In the entries below, go to the line containing "Question. For each instance of the laptop in" and repeat it along with every later line, exactly.

**GIVEN INFORMATION**.

.....

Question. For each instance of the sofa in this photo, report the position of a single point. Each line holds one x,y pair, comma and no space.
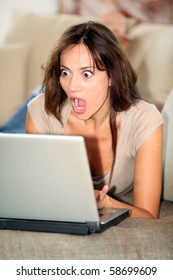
25,44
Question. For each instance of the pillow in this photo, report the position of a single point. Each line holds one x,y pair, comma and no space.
151,54
167,113
13,70
155,76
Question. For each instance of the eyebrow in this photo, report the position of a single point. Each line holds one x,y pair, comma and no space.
82,68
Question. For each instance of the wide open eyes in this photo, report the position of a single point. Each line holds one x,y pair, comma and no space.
64,72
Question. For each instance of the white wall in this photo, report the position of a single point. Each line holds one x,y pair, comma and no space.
38,6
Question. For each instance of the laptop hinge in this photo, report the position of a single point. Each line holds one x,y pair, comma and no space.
93,227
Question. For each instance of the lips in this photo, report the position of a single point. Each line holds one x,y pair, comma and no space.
79,105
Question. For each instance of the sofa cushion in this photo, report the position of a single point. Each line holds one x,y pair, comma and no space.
167,113
151,54
13,67
42,32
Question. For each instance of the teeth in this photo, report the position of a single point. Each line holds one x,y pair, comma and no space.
76,101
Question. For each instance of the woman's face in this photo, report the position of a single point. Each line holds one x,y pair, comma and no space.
85,85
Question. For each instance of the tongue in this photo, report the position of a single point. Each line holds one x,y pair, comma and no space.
81,103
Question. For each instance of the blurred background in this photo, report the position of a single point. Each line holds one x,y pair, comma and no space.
29,29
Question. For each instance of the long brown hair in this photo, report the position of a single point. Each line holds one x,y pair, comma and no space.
108,55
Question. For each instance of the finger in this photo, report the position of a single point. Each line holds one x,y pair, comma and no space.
104,191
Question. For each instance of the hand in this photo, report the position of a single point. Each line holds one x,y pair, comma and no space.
101,197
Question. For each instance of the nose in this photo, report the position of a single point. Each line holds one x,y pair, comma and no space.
74,84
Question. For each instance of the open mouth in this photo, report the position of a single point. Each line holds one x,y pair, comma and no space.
79,105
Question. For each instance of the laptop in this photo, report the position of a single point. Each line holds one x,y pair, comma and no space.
46,185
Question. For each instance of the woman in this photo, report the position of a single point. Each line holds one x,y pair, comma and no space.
89,89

.....

**SOLUTION TO THIS PROBLEM**.
Question. For each instance of the laptop in this photo, report the position of a single point. Each line holds one x,y pair, comma and no space.
46,185
Question. For each instance of the woman in this photo, report the position of a single point. Each line holds one x,y pair, comma and no space.
89,89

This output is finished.